Repeat the entries below exactly as they appear, with no pictures.

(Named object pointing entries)
# # # #

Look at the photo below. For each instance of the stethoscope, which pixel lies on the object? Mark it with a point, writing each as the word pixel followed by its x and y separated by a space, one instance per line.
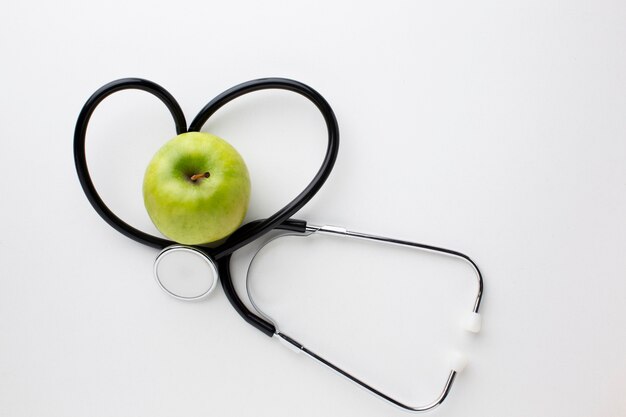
pixel 217 259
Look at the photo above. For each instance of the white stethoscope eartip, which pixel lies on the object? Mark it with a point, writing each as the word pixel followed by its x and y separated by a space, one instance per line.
pixel 185 273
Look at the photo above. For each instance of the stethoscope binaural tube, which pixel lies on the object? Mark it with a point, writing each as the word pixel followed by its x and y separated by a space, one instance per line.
pixel 251 233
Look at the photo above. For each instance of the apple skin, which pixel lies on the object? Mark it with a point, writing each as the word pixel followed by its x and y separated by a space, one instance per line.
pixel 201 211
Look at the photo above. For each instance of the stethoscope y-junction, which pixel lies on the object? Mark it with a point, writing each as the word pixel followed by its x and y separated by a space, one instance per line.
pixel 217 259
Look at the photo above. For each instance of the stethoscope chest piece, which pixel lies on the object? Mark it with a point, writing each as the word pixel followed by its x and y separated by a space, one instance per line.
pixel 185 273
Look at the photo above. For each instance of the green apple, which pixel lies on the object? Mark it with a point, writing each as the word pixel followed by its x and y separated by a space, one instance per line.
pixel 196 189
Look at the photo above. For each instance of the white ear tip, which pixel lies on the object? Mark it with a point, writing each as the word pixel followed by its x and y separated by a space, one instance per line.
pixel 472 322
pixel 458 362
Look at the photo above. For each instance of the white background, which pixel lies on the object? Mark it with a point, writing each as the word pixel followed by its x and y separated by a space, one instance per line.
pixel 495 128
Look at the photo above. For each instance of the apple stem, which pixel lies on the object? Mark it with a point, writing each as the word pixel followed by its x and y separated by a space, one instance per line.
pixel 196 177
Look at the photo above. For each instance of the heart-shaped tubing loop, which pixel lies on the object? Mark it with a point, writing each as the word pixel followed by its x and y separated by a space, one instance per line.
pixel 81 163
pixel 256 230
pixel 250 233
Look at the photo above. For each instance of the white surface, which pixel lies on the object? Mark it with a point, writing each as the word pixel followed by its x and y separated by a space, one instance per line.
pixel 495 128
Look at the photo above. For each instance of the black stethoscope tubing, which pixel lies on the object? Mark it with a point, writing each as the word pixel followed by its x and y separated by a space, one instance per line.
pixel 245 234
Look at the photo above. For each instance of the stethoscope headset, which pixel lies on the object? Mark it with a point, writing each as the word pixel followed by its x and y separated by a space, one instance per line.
pixel 218 258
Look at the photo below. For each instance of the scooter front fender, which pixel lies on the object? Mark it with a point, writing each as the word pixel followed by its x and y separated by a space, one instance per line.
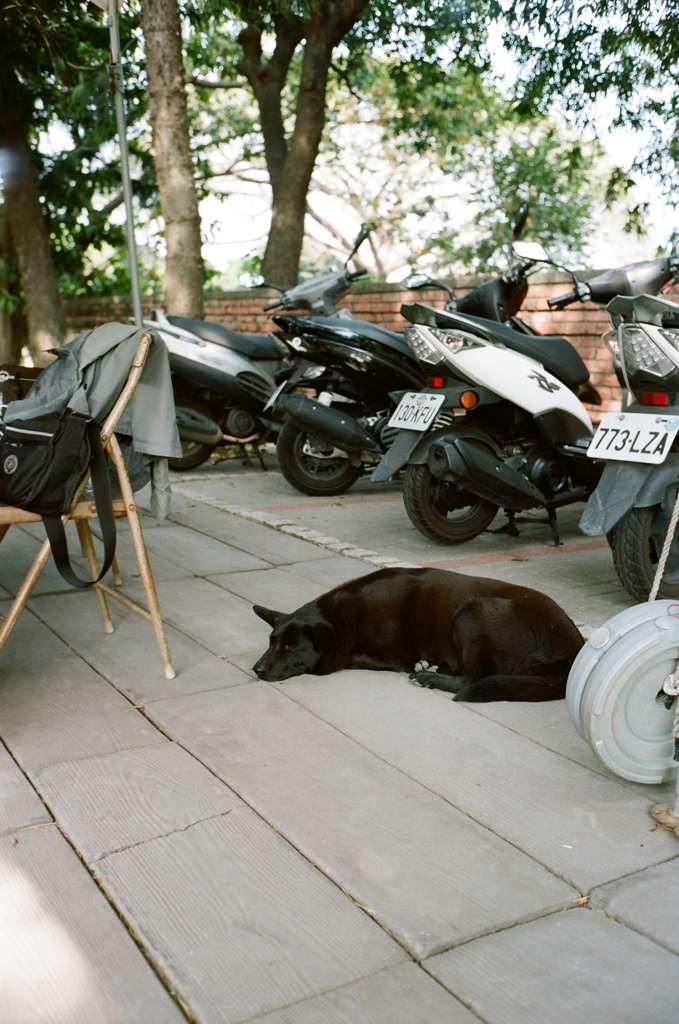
pixel 625 485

# # # #

THE SOLUTION:
Look at the photo below. For each instance of the stethoscope, which pixel lies on the object? Mark it with a point, writing each as the word pixel followed by its x and y separated by a space, one instance per line.
pixel 217 259
Look at the photo above. For each instance of the white stethoscope eartip, which pixel lies on the object? Mark it with a point, writing each as the word pixel followed by its x and y separated by a space, one instance per line.
pixel 185 273
Look at the photo above. For each instance of the stethoscope binaural tube, which pixel lies on the object? Mark it with a point, writing each as the word pixel followed by its x and y separated by a space, one instance per line.
pixel 251 233
Look at the photo above. For each instance of the apple skin, which pixel lies on the object? Mark it with a point, writing each as the word pixel followed by its x and y separated by a space, one instance per line.
pixel 201 211
Look at the photo above. For each instance of the stethoscope y-junction, which pixel lies on the object? Mark it with a point, writing each as the word pixel followed by its x and y separated by a space, one instance per line.
pixel 217 259
Look at the photo above. For each instance of the stethoscope chest piece, which pixel lies on the object? Mark it with a point, writing each as the word pixel followed by its x and y separated by a space, one instance per line.
pixel 185 273
Look at the photo above. For each instance of the green apple, which pixel lies on the object? Mark it with a point, writing each as the word pixel followed by its x and y separated by a space, one instance per line.
pixel 196 189
Look at the photo above. For each instance of the white ear tip, which pixel lies on the object? Mark it with a point, writing each as the word pixel followed by its x and y separated by a space, one instance per line.
pixel 472 322
pixel 458 362
Look at the photo above. For each instance of the white background, which pixel lies on the object? Mark it with a point, writing each as the word pixel followed by its x and y separated by a space, one instance per line.
pixel 495 128
Look at the photo above. For each instance of the apple stem, which pixel lies on the object? Mark it with a point, writing each as the word pixel followed by its x and y separated by a space, one instance per line.
pixel 196 177
Look at the photo above. For each instance of the heart-shaped tubing loop, which pixel lies on the object? Mark it with a point, writing each as the word pixel followed by its x and y separated by a space, one instance per line.
pixel 81 163
pixel 256 230
pixel 250 233
Look at the photo above. For each instance of the white surface, which pixel lies on the object? Mark it with a point, writing each as the word pixel followed by its x and y separated by a space, one instance per line.
pixel 495 128
Look at the photo above. For each instance of the black stethoscope tubing, which pixel lies on the object? Mark it with a point, writing each as the word pixel followed by its x and y separated by a space, one instance per line.
pixel 245 234
Look at the photo above. For each instance of the stethoscope headset, which pixel lies on the object? Mark it with a point, writing each as the word pixel followed by its x and y separated by a space, one instance per line.
pixel 218 258
Look at the photo below. For each instance of the scooter front fender, which pixel lies on the object? Mark it with a point, writing each as the word pixel followed by its x and y separated by a space, one instance per line.
pixel 625 485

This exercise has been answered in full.